### DIRECTION
Put every line of the listing below into a numbered list, omitting any blank lines.

### DATA PROVIDED
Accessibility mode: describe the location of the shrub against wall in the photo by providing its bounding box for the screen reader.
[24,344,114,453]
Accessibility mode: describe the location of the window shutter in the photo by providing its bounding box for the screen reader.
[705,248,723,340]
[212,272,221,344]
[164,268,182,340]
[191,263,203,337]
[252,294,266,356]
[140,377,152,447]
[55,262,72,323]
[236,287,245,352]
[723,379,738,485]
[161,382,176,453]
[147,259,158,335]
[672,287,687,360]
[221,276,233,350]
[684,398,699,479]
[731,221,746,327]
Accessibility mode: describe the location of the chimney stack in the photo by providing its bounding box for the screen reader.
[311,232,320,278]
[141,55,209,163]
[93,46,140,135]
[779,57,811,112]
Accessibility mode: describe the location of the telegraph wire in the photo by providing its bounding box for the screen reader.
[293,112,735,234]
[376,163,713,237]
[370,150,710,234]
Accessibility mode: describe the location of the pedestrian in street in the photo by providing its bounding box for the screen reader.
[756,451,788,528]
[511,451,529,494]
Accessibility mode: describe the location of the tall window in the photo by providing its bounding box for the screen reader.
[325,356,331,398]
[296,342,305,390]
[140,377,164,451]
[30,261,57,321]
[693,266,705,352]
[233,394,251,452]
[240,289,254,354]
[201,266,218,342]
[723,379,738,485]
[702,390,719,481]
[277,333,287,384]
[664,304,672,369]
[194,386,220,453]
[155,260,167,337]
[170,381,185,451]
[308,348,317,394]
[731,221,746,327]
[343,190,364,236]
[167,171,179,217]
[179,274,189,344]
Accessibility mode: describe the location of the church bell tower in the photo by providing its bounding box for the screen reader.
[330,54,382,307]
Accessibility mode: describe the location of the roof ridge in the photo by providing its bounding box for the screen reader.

### PROBLEM SOLUTION
1. Accessibility mode: describe the location of the shrub against wall in the photo by providing its bounding box for the screen reader.
2. [24,344,114,453]
3. Accessibility mode: describe the location of the window shutter in the photo by providing its bounding box for the screen reader.
4. [705,248,723,340]
5. [212,272,221,344]
6. [164,268,182,340]
7. [191,263,203,337]
8. [252,294,266,356]
9. [140,377,152,447]
10. [55,262,72,323]
11. [236,287,245,352]
12. [723,379,738,485]
13. [161,382,176,453]
14. [147,259,158,335]
15. [672,287,687,360]
16. [221,276,233,350]
17. [684,398,699,479]
18. [731,221,746,327]
19. Accessibility mode: describe the location of the chimney stack in the photo by providing its bounding box for the screen reader.
20. [311,232,320,278]
21. [141,55,209,163]
22. [93,46,140,135]
23. [779,57,811,112]
24. Accessibility mode: describe the location of the telegraph wire in the photo by providing its bounding box for the screen reader.
25. [293,112,735,234]
26. [376,163,713,237]
27. [370,150,710,234]
28. Accessibility mode: describe the location of the pedestrian in street in the photo by providing its bounding box for the screen reader.
29. [756,451,788,528]
30. [511,451,529,494]
31. Accessibility mode: describe the location of the tall window in the photo by providing its bounding box for the screen reader.
32. [325,356,331,398]
33. [296,342,305,390]
34. [140,377,164,451]
35. [30,261,57,321]
36. [693,266,705,352]
37. [233,394,251,452]
38. [240,289,254,354]
39. [201,266,218,342]
40. [723,379,738,485]
41. [702,390,719,481]
42. [277,333,287,384]
43. [664,304,672,369]
44. [194,386,220,453]
45. [155,260,167,337]
46. [170,381,185,451]
47. [308,348,317,394]
48. [731,221,746,327]
49. [343,190,364,236]
50. [167,171,179,217]
51. [179,274,189,344]
52. Accessibility mode: describe the location of the church bell tower in the photo by providing its bounding box for the screen reader.
53. [330,54,382,307]
54. Accessibility mode: describe the location of the roof ridge in the photo by providing its bounding box for the screen reader.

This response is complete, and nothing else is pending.